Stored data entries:
_ _ _ _ _ _ _

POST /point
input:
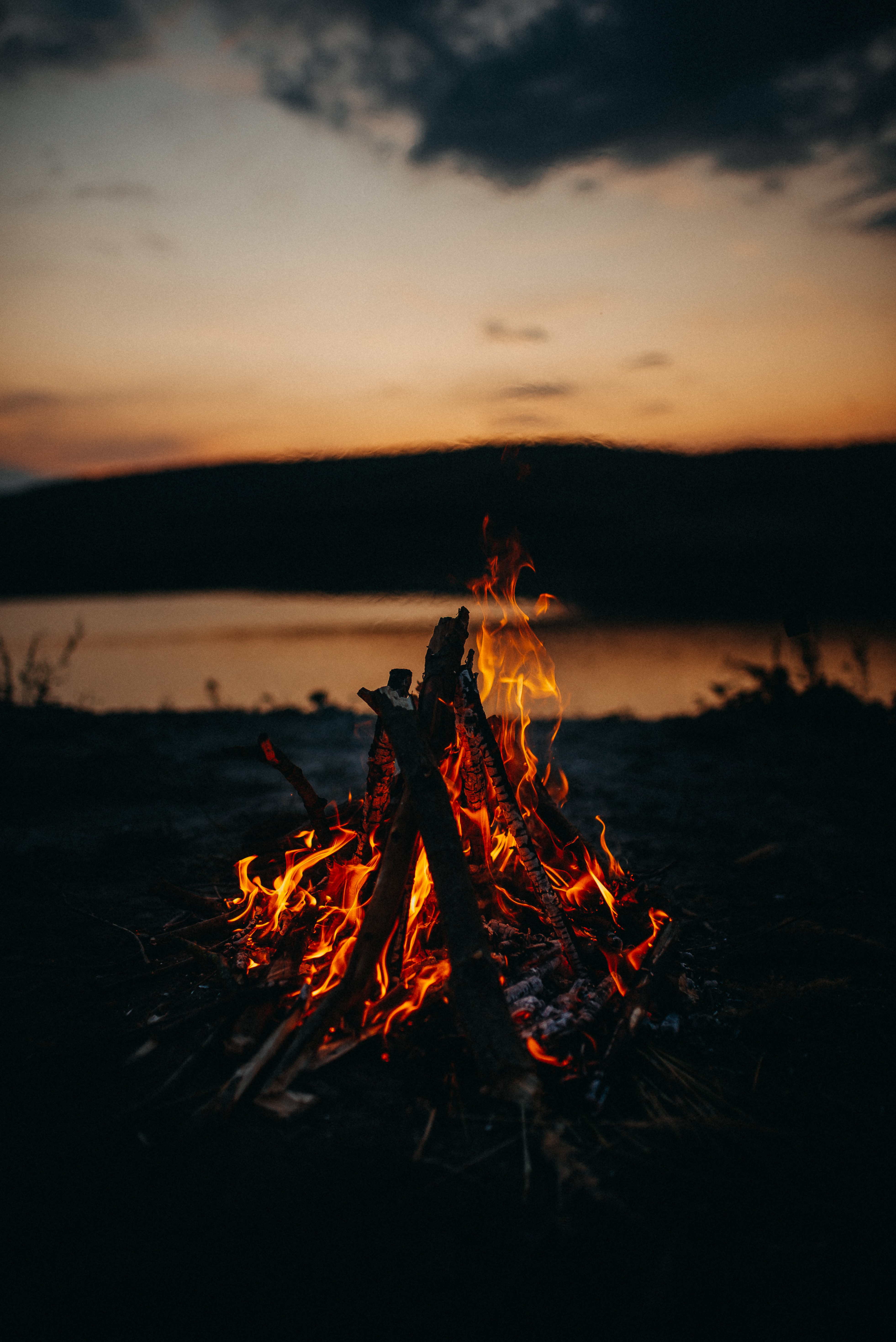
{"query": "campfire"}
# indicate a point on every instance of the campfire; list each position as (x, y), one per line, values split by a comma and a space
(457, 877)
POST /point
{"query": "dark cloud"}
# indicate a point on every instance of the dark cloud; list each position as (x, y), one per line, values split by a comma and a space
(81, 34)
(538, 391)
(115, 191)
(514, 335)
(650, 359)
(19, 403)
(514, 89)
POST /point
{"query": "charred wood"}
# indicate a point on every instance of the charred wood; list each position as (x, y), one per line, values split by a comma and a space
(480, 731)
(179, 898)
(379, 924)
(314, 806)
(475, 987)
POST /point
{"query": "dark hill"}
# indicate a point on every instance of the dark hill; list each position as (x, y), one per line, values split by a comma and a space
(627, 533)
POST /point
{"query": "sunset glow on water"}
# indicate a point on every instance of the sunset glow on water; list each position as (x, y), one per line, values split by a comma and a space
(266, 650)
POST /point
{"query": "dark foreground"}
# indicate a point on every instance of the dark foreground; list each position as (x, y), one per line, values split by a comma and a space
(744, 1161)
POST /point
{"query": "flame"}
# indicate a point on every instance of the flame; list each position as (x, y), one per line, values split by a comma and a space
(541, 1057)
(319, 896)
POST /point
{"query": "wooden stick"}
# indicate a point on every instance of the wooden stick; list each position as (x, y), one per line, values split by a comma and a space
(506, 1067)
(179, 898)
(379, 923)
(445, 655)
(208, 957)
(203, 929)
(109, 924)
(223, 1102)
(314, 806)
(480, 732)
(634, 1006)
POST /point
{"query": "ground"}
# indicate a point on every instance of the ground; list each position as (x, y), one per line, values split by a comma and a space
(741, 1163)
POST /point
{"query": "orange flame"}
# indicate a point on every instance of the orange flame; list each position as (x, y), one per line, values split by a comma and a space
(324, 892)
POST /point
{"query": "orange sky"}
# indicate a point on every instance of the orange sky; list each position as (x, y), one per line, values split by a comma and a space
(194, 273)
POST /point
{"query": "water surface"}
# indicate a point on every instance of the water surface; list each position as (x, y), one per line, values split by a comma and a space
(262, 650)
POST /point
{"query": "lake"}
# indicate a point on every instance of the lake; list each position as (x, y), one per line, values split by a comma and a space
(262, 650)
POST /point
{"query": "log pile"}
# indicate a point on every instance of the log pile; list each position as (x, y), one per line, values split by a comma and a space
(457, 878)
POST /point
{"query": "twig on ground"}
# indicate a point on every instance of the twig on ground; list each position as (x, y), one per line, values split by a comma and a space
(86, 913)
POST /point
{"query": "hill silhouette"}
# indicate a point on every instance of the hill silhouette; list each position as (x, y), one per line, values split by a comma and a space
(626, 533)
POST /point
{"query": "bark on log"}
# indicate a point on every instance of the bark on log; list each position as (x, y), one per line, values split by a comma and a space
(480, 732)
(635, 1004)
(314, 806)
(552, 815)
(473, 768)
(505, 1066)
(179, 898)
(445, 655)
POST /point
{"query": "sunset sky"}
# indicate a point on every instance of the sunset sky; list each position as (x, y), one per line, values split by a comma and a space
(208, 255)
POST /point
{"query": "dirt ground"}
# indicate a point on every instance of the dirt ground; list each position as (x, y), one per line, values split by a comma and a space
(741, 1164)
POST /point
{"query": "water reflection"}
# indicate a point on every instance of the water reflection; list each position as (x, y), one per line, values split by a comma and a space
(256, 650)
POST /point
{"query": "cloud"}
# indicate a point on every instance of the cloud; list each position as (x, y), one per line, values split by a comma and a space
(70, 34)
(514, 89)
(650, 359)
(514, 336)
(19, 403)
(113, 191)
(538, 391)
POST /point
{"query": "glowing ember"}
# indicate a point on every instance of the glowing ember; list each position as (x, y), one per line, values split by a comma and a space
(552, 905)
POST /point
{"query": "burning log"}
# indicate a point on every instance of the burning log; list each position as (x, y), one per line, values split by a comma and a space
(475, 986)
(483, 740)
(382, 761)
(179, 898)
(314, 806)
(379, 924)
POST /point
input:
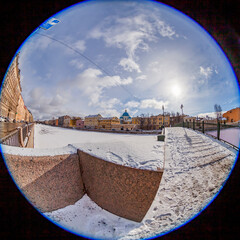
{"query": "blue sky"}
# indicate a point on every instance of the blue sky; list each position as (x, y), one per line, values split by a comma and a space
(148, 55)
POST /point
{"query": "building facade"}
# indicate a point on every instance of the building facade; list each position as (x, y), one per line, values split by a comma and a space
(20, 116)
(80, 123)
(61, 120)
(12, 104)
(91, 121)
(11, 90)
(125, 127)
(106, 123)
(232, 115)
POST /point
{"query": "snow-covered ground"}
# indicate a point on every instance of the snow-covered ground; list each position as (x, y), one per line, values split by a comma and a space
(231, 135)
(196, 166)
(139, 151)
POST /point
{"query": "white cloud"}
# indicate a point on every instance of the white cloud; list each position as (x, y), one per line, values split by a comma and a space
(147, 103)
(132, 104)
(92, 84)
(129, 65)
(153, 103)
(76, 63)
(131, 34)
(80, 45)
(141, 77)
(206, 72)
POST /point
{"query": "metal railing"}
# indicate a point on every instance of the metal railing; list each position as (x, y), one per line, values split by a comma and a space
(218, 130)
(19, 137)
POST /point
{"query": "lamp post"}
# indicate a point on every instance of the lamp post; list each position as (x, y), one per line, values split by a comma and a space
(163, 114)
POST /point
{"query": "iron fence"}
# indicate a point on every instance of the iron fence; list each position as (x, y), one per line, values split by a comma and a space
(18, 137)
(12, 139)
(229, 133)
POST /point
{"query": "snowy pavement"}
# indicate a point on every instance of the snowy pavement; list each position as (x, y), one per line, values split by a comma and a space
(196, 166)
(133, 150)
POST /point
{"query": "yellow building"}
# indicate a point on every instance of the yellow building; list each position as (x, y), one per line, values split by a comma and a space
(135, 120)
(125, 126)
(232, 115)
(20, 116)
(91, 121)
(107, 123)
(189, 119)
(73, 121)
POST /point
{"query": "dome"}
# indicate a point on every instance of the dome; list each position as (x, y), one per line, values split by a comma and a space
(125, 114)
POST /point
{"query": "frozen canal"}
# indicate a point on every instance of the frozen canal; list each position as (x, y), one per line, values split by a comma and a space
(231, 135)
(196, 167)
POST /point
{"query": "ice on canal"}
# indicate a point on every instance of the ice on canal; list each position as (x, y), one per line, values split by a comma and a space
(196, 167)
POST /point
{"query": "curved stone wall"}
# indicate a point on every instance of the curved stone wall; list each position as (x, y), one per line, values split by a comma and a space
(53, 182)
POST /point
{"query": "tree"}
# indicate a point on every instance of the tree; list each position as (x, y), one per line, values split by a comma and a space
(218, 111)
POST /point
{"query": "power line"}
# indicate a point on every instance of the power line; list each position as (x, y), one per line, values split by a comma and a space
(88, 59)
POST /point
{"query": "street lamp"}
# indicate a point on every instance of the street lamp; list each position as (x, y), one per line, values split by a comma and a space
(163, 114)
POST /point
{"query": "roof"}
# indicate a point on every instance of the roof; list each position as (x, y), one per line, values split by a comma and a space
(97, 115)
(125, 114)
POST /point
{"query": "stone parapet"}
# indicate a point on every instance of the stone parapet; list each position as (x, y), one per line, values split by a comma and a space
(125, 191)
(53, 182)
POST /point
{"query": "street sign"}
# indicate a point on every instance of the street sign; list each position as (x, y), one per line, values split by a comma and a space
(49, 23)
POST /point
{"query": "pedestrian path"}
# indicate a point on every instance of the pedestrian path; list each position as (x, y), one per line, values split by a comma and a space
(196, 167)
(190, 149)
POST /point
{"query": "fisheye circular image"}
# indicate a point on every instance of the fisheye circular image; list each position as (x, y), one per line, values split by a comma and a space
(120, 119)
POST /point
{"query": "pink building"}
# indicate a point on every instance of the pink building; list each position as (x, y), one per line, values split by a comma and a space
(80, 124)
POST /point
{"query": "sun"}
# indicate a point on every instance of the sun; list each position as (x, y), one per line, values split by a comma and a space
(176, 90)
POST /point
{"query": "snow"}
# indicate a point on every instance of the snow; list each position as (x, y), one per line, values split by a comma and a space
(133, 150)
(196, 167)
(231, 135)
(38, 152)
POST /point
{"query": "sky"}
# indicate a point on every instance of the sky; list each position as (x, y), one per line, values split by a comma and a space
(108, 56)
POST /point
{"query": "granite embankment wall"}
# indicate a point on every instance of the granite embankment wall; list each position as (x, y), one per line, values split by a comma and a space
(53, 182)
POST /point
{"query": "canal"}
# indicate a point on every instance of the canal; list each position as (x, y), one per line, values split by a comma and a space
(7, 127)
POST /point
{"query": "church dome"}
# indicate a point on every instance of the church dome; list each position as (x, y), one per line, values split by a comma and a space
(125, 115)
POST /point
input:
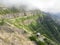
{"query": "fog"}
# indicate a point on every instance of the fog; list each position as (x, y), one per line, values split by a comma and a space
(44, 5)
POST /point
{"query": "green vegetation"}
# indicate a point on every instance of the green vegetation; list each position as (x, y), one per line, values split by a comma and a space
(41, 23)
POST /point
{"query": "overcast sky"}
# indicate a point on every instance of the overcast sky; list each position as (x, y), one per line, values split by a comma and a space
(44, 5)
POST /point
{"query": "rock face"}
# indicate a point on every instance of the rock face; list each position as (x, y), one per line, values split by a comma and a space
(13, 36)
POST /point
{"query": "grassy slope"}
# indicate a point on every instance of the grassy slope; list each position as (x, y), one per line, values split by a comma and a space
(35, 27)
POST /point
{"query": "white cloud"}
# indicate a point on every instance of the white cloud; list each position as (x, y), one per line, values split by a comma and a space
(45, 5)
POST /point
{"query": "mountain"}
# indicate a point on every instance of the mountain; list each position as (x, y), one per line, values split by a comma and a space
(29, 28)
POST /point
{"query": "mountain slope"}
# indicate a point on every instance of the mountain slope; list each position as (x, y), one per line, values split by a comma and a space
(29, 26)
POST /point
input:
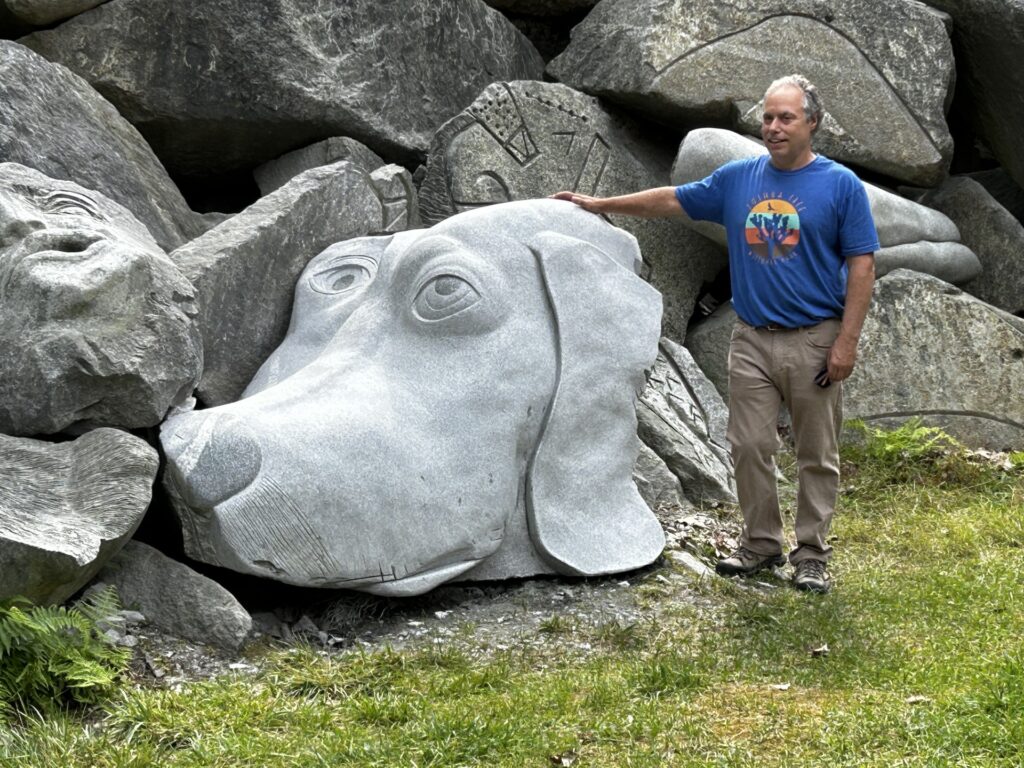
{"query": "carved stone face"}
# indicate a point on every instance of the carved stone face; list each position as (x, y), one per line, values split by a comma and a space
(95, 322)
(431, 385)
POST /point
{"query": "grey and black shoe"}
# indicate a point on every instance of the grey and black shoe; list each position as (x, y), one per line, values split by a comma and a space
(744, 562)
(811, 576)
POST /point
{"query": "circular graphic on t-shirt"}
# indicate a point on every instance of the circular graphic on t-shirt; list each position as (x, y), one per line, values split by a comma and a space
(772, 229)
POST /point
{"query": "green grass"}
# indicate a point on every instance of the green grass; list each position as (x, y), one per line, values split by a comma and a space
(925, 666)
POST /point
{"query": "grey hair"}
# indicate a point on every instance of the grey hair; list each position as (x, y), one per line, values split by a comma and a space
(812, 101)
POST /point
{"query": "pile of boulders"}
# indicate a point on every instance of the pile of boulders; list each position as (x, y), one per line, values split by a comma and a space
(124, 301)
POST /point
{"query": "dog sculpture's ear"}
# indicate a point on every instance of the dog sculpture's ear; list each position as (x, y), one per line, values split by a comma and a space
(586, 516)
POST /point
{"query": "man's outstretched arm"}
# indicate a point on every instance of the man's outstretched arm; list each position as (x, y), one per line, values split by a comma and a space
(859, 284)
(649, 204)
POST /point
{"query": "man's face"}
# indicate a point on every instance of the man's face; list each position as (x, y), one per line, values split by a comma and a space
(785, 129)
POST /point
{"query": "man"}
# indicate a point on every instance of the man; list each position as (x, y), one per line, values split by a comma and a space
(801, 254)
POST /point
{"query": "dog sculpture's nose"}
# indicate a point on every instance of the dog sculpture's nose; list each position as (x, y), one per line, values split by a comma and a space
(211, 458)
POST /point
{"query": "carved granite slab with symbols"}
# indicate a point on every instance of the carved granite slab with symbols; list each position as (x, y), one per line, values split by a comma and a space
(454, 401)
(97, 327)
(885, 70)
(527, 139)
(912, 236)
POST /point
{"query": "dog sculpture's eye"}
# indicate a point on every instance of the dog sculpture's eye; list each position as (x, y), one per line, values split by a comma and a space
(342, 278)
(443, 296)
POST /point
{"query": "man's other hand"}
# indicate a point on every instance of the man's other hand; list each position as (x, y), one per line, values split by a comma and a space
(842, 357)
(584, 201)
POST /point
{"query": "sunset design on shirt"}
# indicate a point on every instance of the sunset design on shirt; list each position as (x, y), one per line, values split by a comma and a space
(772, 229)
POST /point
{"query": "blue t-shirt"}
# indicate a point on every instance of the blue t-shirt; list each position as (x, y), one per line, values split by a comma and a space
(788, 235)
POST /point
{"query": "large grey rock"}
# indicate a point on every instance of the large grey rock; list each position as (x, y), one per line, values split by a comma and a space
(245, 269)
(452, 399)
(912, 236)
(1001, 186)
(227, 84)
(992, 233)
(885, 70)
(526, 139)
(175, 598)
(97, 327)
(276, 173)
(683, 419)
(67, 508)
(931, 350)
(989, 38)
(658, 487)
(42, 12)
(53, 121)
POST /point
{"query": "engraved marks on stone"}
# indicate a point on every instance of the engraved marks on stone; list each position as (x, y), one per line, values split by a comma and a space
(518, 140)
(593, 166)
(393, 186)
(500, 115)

_ _ _ _ _ _ _

What the task requires: Nothing should be returned except the lines from the one containing "# indicate a point on every instance of the sunset design" through the last line of the data, each restated word for word.

Your response:
# indicate a point on every instance of the sunset design on shirt; list each position as (x, y), one per line, values split by a comma and a space
(772, 229)
POST /point
{"query": "blue t-shirt"}
# indicate a point on every instance of the blue t-shirt; list each position as (x, y), one per line, values split by a comma and a space
(788, 235)
POST /point
{"query": "large grey rock"}
# indicate a point on every instance of the large grey rock; list each position as (x, y), one per line, values split by a comma and a space
(245, 269)
(452, 399)
(912, 236)
(1001, 186)
(227, 84)
(992, 233)
(885, 70)
(526, 139)
(175, 598)
(97, 327)
(276, 173)
(683, 419)
(67, 508)
(931, 350)
(989, 38)
(658, 487)
(42, 12)
(53, 121)
POST /point
{"query": "engraved marks on stone"}
# indicate a point on every instance of the engraved marks on stone; list each position as (x, y), one per line, values split by a comma and a space
(518, 140)
(593, 166)
(393, 186)
(500, 115)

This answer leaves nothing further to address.